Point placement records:

* * * * * * * * *

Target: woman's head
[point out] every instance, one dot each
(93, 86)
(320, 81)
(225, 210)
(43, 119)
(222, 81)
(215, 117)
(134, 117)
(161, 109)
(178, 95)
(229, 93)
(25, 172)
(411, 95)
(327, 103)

* * * * * * * * *

* WHAT TO WORK ON
Write out every line of the data above again, request lines included, and shift each coordinate value in the answers by adding 148 to it.

* RESPONSE TO THIS TASK
Target: woman's head
[point out] every instance, one dot each
(241, 234)
(468, 229)
(373, 358)
(191, 267)
(370, 229)
(363, 265)
(282, 265)
(309, 257)
(326, 243)
(377, 241)
(173, 320)
(559, 243)
(475, 251)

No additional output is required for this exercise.